§ **Text**:
____________
Better AA: Dynamic Super Resolution & Multi-Frame Sampled Anti-Aliasing

On a personal note, the subject of anti-aliasing has always been near and dear to my heart. When you review video cards for a living you start to see every minor defect, and this is especially the case for jaggies and other forms of aliasing. So when new anti-aliasing modes are being introduced it is always a time of great interest.

Dynamic Super Resolution

With the launch of Maxwell 2 NVIDIA is going to be launching 2 new anti-aliasing technologies. The first of these technologies is called Dynamic Super Resolution, and it is a sort of brute force anti-aliasing method targeted at games that do not support real anti-aliasing or do not support it well.

In the case of Dynamic Super Resolution (DSR), NVIDIA achieves anti-aliasing by rendering a frame at a resolution higher than the user’s monitor (the Super Resolution of DSR), and then scaling the image back down to the monitor’s native resolution. This process of rendering at a higher resolution and then blending pixels together when the image is scaled down results in a higher quality image that is less aliased than an image rendered at a native resolution, owing to the additional detail attained from rendering at a higher resolution.

Although NVIDIA is first introducing DSR with Maxwell 2 GPUs, the technique is actually much older than that. For enthusiasts this process is better known as downsampling, and while it has been around for years it has been relatively inaccessible to the masses due to the hacky nature of unsupported downsampling, which among other things requires tweaking settings for monitors, drivers, and games all alike. As a result while NVIDIA can’t lay claim to the idea of downsampling, this is still a significant improvement in the downsampling process because downsampling is now being promoted to a first-class feature, which means it brings with it the full development backing of NVIDIA and the wider accessibility that will bring.
____________
§ **Tasks to perform**:
1 > Reproduce the text on Dynamic Super Resolution above in full, with no changes.
2 > In the rows below, write out the part that opens with the line containing "target: small picture frame" and runs through the final line of the rows, copying each line exactly.

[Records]
____________
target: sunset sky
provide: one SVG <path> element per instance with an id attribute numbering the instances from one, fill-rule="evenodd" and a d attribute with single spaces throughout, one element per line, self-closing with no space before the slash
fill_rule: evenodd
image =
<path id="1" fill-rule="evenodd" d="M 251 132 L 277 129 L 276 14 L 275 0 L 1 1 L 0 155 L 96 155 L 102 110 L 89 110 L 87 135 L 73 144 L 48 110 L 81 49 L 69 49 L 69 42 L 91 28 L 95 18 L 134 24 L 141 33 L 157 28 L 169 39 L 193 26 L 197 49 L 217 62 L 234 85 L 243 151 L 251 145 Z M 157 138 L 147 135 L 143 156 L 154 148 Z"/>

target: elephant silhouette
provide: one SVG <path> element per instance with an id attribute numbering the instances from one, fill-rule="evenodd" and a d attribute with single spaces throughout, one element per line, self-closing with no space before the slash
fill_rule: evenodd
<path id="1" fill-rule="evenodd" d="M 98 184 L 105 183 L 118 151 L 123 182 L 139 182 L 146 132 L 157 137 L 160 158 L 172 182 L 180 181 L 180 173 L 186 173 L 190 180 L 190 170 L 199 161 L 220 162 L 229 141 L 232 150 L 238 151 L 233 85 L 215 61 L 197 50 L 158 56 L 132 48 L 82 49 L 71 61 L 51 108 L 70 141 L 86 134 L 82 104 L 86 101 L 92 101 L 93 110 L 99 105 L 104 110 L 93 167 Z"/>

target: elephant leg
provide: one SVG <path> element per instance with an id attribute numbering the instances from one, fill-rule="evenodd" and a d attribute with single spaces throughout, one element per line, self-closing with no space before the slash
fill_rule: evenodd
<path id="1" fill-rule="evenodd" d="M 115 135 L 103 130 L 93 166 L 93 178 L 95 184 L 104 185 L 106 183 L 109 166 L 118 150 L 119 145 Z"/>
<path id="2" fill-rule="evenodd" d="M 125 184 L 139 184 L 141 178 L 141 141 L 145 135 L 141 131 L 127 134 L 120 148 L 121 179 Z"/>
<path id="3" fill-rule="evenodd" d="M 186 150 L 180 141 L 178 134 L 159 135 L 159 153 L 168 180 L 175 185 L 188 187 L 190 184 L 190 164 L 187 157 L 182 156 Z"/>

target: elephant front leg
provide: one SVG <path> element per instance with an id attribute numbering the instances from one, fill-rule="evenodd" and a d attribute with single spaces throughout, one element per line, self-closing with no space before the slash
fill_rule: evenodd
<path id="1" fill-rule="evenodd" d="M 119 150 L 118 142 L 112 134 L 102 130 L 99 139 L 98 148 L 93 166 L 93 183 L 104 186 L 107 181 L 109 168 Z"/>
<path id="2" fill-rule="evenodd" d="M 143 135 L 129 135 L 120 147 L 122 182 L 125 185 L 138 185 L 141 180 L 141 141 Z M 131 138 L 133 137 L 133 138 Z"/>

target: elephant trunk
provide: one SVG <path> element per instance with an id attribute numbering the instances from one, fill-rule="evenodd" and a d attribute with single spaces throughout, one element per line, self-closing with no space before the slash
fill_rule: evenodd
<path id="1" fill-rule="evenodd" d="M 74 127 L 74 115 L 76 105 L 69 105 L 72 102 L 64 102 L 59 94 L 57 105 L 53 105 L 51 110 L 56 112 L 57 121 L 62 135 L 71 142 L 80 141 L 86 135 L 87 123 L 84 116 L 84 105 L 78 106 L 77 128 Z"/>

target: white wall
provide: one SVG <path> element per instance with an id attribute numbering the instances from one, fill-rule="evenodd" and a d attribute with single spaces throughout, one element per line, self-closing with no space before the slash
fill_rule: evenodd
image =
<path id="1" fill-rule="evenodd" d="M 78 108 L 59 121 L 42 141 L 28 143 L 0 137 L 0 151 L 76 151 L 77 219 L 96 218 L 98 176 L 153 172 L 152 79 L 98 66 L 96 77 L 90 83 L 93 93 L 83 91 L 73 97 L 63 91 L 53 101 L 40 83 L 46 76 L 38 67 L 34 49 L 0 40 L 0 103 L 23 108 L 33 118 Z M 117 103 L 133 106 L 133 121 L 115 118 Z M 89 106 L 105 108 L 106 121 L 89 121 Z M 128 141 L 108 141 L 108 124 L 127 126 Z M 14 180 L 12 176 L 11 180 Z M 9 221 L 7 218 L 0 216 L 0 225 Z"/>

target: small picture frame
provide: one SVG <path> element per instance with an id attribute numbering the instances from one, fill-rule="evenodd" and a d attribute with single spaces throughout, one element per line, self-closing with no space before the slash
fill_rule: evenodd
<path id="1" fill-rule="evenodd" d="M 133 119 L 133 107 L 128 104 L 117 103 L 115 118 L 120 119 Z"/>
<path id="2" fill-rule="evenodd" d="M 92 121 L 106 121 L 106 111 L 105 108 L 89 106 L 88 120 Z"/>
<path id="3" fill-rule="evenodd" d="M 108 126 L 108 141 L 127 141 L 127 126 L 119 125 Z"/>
____________
§ **Response list**:
1 >
Better AA: Dynamic Super Resolution & Multi-Frame Sampled Anti-Aliasing

On a personal note, the subject of anti-aliasing has always been near and dear to my heart. When you review video cards for a living you start to see every minor defect, and this is especially the case for jaggies and other forms of aliasing. So when new anti-aliasing modes are being introduced it is always a time of great interest.

Dynamic Super Resolution

With the launch of Maxwell 2 NVIDIA is going to be launching 2 new anti-aliasing technologies. The first of these technologies is called Dynamic Super Resolution, and it is a sort of brute force anti-aliasing method targeted at games that do not support real anti-aliasing or do not support it well.

In the case of Dynamic Super Resolution (DSR), NVIDIA achieves anti-aliasing by rendering a frame at a resolution higher than the user’s monitor (the Super Resolution of DSR), and then scaling the image back down to the monitor’s native resolution. This process of rendering at a higher resolution and then blending pixels together when the image is scaled down results in a higher quality image that is less aliased than an image rendered at a native resolution, owing to the additional detail attained from rendering at a higher resolution.

Although NVIDIA is first introducing DSR with Maxwell 2 GPUs, the technique is actually much older than that. For enthusiasts this process is better known as downsampling, and while it has been around for years it has been relatively inaccessible to the masses due to the hacky nature of unsupported downsampling, which among other things requires tweaking settings for monitors, drivers, and games all alike. As a result while NVIDIA can’t lay claim to the idea of downsampling, this is still a significant improvement in the downsampling process because downsampling is now being promoted to a first-class feature, which means it brings with it the full development backing of NVIDIA and the wider accessibility that will bring.

2 >
target: small picture frame
provide: one SVG <path> element per instance with an id attribute numbering the instances from one, fill-rule="evenodd" and a d attribute with single spaces throughout, one element per line, self-closing with no space before the slash
fill_rule: evenodd
<path id="1" fill-rule="evenodd" d="M 133 119 L 133 107 L 128 104 L 117 103 L 115 118 L 120 119 Z"/>
<path id="2" fill-rule="evenodd" d="M 92 121 L 106 121 L 106 111 L 105 108 L 89 106 L 88 120 Z"/>
<path id="3" fill-rule="evenodd" d="M 108 126 L 108 141 L 127 141 L 127 126 L 119 125 Z"/>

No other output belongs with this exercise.